[Work task]
Up to and including the line that holds "target | tall reed grass", copy every line of the records below exactly, starting at the first; leave pictures out.

---+---

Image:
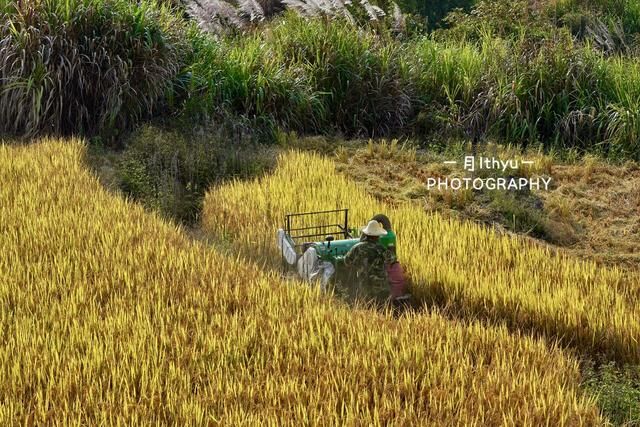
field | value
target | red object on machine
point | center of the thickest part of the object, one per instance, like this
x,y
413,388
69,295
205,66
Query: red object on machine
x,y
396,280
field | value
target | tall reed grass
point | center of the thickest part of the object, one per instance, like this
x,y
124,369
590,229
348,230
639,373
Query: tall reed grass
x,y
85,66
111,315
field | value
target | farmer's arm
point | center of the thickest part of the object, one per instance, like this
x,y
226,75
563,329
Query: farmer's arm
x,y
352,255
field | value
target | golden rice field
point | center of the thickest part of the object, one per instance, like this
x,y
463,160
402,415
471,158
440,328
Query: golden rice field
x,y
462,266
111,315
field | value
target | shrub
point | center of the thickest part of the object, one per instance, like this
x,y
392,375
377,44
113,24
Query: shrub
x,y
170,171
85,66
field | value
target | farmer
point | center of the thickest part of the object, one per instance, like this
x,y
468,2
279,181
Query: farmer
x,y
369,261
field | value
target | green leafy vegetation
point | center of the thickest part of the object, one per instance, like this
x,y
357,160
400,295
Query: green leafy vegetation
x,y
169,170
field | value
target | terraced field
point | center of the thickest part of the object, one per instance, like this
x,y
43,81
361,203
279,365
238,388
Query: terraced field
x,y
461,266
118,317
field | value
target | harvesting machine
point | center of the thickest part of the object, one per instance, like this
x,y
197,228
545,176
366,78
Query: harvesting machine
x,y
314,243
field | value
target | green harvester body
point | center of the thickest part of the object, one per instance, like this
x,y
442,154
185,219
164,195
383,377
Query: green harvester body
x,y
335,251
330,235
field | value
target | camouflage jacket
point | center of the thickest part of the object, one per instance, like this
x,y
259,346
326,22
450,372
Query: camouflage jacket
x,y
368,260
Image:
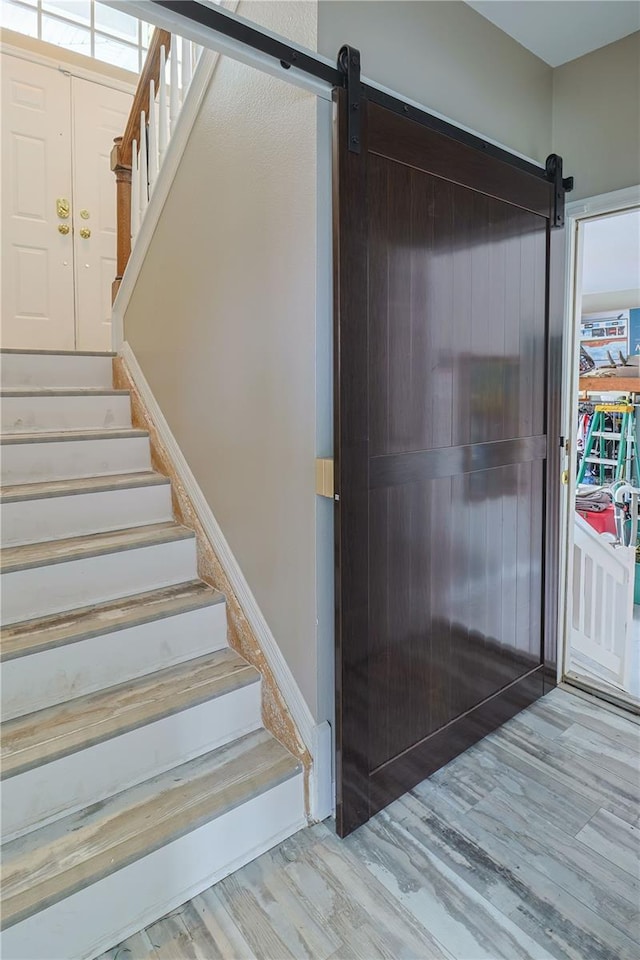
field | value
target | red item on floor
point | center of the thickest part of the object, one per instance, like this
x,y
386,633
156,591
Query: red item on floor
x,y
603,522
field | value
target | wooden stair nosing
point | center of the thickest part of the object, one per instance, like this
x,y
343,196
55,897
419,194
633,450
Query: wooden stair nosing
x,y
56,630
64,436
46,866
54,732
31,556
48,489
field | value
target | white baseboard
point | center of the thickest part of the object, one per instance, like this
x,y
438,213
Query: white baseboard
x,y
316,737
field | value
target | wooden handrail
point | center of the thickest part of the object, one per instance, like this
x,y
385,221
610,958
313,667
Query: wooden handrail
x,y
121,153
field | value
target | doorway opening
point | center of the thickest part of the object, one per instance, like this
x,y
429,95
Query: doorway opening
x,y
601,628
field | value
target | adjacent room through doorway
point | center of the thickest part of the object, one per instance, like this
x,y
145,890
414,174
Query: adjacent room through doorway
x,y
602,651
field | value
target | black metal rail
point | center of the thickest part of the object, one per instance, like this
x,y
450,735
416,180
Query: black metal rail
x,y
339,76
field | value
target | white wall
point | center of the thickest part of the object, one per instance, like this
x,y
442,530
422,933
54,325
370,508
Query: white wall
x,y
451,59
596,118
223,323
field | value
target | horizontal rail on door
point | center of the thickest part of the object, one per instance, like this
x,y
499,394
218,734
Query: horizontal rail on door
x,y
226,25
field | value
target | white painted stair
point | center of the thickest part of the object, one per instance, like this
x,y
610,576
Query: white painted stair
x,y
135,767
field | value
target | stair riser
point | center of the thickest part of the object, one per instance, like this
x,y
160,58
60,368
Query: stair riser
x,y
40,591
53,518
55,371
55,675
104,913
63,786
70,459
32,414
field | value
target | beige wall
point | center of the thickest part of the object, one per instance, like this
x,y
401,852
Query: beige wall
x,y
596,117
448,57
223,323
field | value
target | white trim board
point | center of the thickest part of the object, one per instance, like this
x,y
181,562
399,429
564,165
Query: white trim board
x,y
316,737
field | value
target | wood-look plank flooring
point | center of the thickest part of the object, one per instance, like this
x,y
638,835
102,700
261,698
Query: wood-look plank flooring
x,y
525,846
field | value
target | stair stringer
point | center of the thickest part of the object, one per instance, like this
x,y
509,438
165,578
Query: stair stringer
x,y
286,716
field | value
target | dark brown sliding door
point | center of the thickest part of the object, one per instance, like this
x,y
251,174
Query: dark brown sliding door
x,y
443,434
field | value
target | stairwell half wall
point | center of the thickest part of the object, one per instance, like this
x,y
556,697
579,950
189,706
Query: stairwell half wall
x,y
223,322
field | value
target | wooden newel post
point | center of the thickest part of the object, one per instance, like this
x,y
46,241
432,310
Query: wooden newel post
x,y
121,166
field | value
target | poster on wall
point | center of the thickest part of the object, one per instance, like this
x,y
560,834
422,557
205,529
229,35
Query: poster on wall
x,y
605,336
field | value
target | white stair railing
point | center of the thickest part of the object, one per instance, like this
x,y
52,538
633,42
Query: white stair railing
x,y
137,156
601,614
158,126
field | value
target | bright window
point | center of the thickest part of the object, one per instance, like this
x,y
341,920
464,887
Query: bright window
x,y
84,26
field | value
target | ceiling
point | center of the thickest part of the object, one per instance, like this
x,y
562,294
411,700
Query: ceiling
x,y
561,30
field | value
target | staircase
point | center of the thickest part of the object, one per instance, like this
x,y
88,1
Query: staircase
x,y
136,769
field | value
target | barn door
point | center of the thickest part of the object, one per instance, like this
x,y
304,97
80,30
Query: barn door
x,y
445,422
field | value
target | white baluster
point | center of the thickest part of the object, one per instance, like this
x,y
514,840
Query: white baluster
x,y
163,136
144,186
174,92
153,137
186,66
135,193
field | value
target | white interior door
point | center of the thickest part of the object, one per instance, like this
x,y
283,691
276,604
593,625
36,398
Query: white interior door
x,y
37,260
99,114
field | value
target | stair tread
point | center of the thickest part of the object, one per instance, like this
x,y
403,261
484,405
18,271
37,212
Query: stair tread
x,y
54,732
31,636
90,545
33,391
62,488
57,436
51,863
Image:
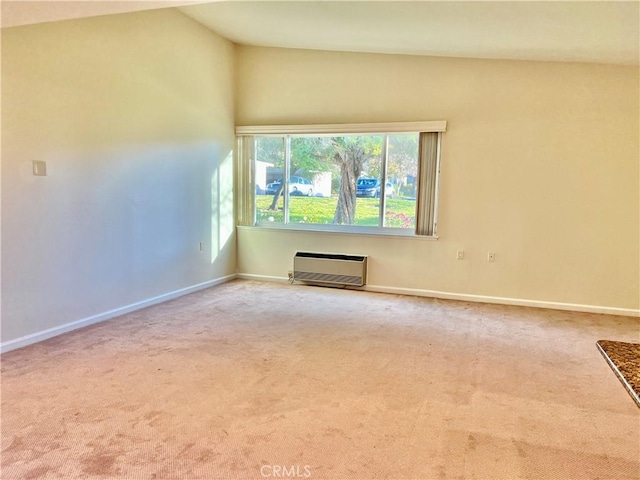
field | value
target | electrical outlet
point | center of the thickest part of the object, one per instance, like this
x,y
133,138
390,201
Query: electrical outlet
x,y
39,168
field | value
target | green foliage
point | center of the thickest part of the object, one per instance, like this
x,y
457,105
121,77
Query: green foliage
x,y
314,210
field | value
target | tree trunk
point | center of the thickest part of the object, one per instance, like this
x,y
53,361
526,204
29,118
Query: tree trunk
x,y
346,208
274,202
350,157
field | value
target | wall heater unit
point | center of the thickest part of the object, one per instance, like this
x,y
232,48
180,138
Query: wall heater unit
x,y
330,269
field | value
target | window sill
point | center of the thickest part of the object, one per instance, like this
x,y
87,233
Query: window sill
x,y
344,230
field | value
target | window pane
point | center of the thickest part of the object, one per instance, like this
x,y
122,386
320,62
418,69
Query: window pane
x,y
401,185
369,181
269,169
312,198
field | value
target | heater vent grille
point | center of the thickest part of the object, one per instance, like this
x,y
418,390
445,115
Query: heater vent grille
x,y
330,268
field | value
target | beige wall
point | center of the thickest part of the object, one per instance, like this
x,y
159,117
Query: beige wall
x,y
134,116
540,164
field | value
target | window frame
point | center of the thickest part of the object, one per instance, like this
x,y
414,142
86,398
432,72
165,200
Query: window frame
x,y
246,185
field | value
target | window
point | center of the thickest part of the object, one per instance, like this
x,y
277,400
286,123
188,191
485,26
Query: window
x,y
360,178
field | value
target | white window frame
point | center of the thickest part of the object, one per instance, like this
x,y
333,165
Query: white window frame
x,y
245,185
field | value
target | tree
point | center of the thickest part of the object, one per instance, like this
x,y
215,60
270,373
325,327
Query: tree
x,y
350,154
402,160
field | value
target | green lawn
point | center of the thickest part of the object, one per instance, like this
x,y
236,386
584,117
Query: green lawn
x,y
317,210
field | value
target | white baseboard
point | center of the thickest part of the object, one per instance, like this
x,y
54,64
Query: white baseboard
x,y
101,317
262,278
628,312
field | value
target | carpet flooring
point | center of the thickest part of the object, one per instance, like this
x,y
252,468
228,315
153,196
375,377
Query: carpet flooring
x,y
251,380
624,360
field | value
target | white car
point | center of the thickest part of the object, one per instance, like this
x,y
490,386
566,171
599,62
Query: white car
x,y
297,186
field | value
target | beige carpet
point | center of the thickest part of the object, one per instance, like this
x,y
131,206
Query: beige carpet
x,y
250,380
624,360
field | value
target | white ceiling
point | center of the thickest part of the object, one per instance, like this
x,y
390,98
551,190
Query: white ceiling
x,y
574,31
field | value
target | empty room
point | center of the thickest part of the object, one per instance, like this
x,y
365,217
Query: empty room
x,y
320,239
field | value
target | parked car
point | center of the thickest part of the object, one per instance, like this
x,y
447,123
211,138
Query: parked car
x,y
370,187
297,186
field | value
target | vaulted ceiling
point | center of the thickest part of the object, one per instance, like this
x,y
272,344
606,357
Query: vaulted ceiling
x,y
573,31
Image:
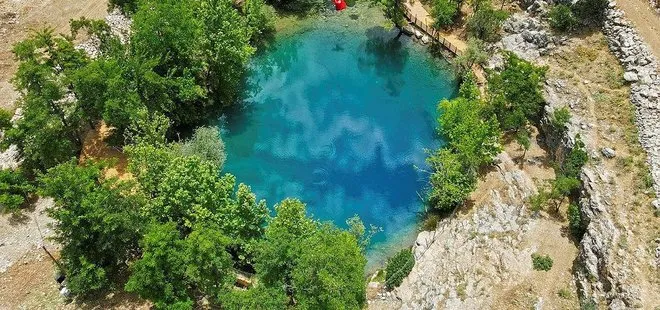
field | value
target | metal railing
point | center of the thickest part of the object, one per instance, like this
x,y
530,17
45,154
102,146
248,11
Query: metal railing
x,y
432,32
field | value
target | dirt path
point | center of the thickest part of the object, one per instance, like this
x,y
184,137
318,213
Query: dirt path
x,y
647,21
18,17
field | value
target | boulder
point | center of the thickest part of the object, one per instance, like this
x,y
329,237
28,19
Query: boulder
x,y
608,152
630,76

---+---

[Answer to this problem]
Image:
field | value
target | red object on machine
point | center of the thickest part of the object, one per instance, like this
x,y
413,388
69,295
205,66
Query: red object on machine
x,y
396,280
field | value
target | tall reed grass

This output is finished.